> Source records
* * *
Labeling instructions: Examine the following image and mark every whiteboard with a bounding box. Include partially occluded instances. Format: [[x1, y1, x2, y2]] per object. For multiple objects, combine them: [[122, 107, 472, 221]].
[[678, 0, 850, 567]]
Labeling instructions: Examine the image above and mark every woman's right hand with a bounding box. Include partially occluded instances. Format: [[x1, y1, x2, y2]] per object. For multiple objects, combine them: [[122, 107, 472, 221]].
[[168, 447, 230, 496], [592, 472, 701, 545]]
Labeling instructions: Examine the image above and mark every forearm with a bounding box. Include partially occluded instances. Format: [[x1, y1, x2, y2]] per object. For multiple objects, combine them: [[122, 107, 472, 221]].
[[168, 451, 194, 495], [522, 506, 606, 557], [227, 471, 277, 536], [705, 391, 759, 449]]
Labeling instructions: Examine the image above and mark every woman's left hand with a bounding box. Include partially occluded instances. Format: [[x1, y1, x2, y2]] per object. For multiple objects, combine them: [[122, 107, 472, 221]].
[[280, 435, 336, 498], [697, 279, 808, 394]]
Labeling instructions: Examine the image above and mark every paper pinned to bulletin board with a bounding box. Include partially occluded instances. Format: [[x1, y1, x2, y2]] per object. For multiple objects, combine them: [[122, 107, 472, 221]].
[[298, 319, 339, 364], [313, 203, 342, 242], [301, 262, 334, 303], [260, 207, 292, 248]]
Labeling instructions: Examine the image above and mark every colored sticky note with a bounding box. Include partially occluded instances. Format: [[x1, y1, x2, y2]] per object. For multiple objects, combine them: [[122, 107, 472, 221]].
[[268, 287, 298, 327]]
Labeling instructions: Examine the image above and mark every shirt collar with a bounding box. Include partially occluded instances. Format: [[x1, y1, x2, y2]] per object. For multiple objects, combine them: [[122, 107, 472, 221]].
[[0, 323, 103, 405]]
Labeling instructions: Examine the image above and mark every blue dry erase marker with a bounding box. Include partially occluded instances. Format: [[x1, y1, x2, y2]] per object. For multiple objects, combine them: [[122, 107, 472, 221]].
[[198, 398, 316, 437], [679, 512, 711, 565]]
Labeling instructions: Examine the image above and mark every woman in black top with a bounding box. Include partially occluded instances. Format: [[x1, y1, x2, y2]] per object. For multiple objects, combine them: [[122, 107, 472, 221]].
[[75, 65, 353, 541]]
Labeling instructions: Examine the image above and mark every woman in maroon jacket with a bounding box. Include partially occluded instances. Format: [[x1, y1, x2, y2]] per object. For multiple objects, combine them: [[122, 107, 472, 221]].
* * *
> Stated task
Could you rewrite the whole listing with "Labeling instructions" renamed to "Annotation guidelines" throughout and every other word left as it is?

> Expected answer
Annotation guidelines: Examine the following image and mark every whiteboard with a bounding box. Include partially occluded instances. Format: [[x1, y1, x2, y2]] per object. For multiple objects, combine them: [[122, 107, 472, 221]].
[[678, 0, 850, 567]]
Annotation guidelines: Examine the image above and mark every woman's right hand with a bounding box. Include partially occluded instances. Format: [[x1, y1, x2, y2]] per object. For multiple objects, combine them: [[122, 107, 472, 221]].
[[168, 447, 230, 496], [592, 472, 701, 545]]
Annotation guidelines: Examine the image above and mark every forearm with a bounding box. Include partially occluded instances. Format: [[x1, y1, x2, y2]] per object. For multiple objects, combine them: [[122, 107, 472, 221]].
[[168, 451, 194, 495], [522, 506, 606, 557], [227, 471, 277, 536], [705, 391, 759, 449]]
Annotation guidelines: Examine the image above and mark every woman's left hand with a bounding box. Include partially occluded instances. Format: [[x1, y1, x2, y2]] per object. For multiple objects, combine them: [[122, 107, 472, 221]].
[[280, 435, 336, 498], [697, 279, 808, 394]]
Annotation guidelines: Examine the image above and mark every paper pinned to bulletin board with a bounding box. Include partially occluded instances. Format: [[x1, y1, x2, y2]] per object. For multiple objects, combine them: [[122, 107, 472, 221]].
[[298, 319, 339, 364], [313, 203, 342, 242], [301, 262, 334, 303], [260, 207, 292, 248]]
Annotation guidelines: Examine the image above and mark every colored sticky note with a bounding box. Include partially occluded instances. Format: [[x1, y1, x2, y2]] per object. For multiple objects, combine them: [[122, 107, 472, 221]].
[[268, 287, 298, 327]]
Annotation guidelines: Examine the image above and mark every shirt collar with a bounding box. Include partially occluded instances. Format: [[x1, y1, x2, y2]] per object. For multiple objects, combine them: [[122, 107, 472, 221]].
[[0, 323, 103, 405]]
Annotation guidelines: Examine the image above and mark every blue dry erase marker with a bounding box. Include partially occluded instances. Format: [[x1, y1, x2, y2]] per object. For multiple objects, combine them: [[122, 107, 472, 221]].
[[198, 398, 316, 437], [679, 512, 711, 565]]
Annotation guidelines: Examine the image above and mark every woman in black top with a bounding box. Include partially occluded instances. Format: [[x1, y1, x2, y2]] per object. For multiple objects, combine them: [[122, 107, 472, 221]].
[[75, 65, 353, 541]]
Annotation guidelines: Examine the image above and mark every woman in maroon jacket with a bounding box. Include partially occluded instances. Format: [[x1, y1, x2, y2]] per object. For multiple objects, combine them: [[122, 107, 472, 221]].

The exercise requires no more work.